* [Stated exercise]:
In the forum thread on uniform circular motion, why does one reply recommend drawing a free body diagram of the forces on the ball? Answer in one to three sentences.
== Extract to read ==
1. Not finding help here? Sign up for a free 30min tutor trial with Chegg Tutors
    Dismiss Notice
Dismiss Notice
Join Physics Forums Today!
The friendliest, high quality science and math community on the planet! Everyone who loves science is here!

Uniform circular motion help

  1. Nov 27, 2006 #1


    User Avatar

    A 0.75kg tether ball is attached to a 1.6m massless string. What is the minimum speed needed to keep the ball at a radius of 1.2m? If the radius was replaced with a string of the same length what would be the tension of each string if the ball's speed is 5.5m/s?

    For part 1 I think the equation to use is T*cos(theta)=(m*v^2)/r. Now I'm stuck because I have two unknowns being the tension and the speed. I'm not sure but is T=(m*g)/sin(theta)?

    For Part 2 I think it has something to do with adding the lengths of the rope.
    Other than that I'm lost.
  2. jcsd
  3. Nov 27, 2006 #2
    I would suggest drawing a free body diagram that shows the forces on the ball. That's what I find most helpful. Once you've done that, you'll see what forces need to balance, and you will end up being able to write the equations (you should have two, with two unknowns), that you can solve.

  4. Nov 27, 2006 #3
    can you use square root(rg)?
  5. Nov 27, 2006 #4


    User Avatar

    Motion diagrams do help. I have one set up. I know the weight of the ball is points down to the ground. I know tension has a x and y component. With uniform circular motion the tension in the y direction doesn't affect the total tension. There is also no acceleration in the y direction either. I'm just not seeing it.
  6. Nov 27, 2006 #5
    The cord will need to balance the downward pull of gravity. That's how you can find the tension in the cord.

    Are you using the angle the cord makes with the ball?

  7. Nov 27, 2006 #6
    Whoops. Sorry. Hit submit too soon.

    If you are using the angle that cord makes with the ball, then it looks to me like you are basically done.
===
== Records supplied ==
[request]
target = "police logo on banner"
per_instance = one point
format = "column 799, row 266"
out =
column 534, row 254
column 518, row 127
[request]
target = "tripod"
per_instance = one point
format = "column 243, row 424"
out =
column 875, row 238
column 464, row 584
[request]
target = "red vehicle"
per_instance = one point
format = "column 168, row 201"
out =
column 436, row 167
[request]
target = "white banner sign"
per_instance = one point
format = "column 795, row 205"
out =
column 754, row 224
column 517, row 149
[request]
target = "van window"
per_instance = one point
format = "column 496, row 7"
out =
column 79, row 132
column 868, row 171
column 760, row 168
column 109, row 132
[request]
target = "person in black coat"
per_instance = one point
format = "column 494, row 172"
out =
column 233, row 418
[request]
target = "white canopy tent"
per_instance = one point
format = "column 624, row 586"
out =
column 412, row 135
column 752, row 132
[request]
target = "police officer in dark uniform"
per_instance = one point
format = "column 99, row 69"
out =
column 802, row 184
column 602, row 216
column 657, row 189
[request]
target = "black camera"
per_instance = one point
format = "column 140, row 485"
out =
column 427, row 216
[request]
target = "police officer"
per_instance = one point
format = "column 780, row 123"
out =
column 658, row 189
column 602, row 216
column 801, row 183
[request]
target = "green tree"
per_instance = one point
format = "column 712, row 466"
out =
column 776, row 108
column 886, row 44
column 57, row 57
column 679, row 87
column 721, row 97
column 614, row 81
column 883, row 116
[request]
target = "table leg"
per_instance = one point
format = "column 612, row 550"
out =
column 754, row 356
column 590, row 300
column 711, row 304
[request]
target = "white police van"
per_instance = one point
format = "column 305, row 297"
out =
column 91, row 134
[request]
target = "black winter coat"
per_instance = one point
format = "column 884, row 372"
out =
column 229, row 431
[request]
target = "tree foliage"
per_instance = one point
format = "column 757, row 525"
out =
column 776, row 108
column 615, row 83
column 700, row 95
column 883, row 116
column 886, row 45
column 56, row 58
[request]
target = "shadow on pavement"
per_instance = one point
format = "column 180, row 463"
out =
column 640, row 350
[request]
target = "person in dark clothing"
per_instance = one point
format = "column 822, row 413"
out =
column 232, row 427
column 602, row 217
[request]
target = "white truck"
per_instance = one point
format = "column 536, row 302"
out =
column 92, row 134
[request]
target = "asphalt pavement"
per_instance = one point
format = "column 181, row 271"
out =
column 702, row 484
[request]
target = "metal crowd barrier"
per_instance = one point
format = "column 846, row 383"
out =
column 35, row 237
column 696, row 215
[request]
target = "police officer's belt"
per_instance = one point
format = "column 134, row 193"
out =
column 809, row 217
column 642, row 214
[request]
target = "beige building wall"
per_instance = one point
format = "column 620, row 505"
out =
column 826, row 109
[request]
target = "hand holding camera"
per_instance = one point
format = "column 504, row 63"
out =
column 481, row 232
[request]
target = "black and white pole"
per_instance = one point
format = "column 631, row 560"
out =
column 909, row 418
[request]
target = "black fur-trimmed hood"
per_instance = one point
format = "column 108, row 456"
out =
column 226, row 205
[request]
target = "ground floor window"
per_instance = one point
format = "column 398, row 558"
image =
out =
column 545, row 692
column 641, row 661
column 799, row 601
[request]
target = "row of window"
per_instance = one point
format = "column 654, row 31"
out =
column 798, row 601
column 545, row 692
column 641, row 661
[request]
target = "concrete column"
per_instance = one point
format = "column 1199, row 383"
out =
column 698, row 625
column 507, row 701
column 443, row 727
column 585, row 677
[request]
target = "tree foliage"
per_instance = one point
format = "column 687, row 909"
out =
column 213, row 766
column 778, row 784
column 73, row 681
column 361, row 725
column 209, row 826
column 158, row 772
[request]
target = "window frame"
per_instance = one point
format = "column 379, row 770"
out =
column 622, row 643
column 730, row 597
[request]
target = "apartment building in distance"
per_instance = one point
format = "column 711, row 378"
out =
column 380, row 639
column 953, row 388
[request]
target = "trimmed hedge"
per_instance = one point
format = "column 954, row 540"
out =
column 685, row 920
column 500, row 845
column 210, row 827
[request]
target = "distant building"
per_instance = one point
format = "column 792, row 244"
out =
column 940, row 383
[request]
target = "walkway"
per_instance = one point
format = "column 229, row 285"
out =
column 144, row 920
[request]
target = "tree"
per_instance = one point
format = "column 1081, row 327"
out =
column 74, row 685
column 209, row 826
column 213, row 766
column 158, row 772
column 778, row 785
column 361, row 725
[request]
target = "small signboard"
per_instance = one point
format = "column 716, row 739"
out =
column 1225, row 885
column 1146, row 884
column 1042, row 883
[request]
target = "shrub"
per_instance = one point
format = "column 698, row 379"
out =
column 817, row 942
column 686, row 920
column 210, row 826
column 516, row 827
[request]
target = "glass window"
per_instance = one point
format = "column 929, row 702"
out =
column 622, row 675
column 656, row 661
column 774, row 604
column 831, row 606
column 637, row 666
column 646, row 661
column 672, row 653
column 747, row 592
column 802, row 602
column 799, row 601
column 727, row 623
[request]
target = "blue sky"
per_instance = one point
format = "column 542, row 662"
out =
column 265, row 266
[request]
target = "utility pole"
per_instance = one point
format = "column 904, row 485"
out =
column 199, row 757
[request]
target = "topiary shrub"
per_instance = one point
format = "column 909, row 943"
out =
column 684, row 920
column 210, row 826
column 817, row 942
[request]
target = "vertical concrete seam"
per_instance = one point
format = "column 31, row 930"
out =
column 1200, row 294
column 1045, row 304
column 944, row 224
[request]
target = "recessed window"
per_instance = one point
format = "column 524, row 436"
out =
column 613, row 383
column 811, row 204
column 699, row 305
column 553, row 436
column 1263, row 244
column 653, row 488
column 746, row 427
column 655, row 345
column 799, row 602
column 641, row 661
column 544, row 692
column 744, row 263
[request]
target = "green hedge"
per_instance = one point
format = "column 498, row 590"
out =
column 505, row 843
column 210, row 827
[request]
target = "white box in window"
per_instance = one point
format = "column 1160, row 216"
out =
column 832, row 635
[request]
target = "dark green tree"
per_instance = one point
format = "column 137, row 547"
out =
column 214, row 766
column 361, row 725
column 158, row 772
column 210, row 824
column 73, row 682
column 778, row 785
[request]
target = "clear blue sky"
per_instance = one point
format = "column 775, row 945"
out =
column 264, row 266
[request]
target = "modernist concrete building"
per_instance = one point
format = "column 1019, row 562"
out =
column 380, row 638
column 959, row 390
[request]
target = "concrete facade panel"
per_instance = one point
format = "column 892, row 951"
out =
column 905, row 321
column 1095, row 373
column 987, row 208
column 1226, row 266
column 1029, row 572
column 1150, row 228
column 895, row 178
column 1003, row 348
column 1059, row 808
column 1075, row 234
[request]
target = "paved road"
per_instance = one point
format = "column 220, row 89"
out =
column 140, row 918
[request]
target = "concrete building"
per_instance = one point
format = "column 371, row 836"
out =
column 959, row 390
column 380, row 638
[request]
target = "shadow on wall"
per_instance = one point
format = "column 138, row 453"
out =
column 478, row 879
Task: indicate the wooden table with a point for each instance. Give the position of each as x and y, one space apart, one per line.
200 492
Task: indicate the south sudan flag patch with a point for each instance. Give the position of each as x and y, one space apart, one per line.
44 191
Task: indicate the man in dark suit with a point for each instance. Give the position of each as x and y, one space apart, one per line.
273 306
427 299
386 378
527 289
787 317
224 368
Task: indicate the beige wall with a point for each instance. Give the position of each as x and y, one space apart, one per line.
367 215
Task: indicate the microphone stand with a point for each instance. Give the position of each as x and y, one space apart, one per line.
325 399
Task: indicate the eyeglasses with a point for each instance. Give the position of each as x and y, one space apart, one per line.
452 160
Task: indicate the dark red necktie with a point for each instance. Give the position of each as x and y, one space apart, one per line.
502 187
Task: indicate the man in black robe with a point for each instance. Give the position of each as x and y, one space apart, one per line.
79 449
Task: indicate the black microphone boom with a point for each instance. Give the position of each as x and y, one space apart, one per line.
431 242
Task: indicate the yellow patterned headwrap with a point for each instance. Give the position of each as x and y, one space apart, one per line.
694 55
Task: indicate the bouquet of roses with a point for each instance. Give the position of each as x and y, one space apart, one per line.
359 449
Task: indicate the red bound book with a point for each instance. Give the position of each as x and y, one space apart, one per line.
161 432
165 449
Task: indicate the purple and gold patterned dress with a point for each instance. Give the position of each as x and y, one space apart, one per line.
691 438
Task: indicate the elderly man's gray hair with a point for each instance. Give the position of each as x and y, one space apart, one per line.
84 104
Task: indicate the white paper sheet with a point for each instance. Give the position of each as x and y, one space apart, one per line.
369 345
===
* [Answer to the task]:
The reply explains that a free body diagram shows which forces on the ball need to balance. Once those are visible, the poster can write two equations with the two unknowns and solve them. The replier also notes finding this approach the most helpful.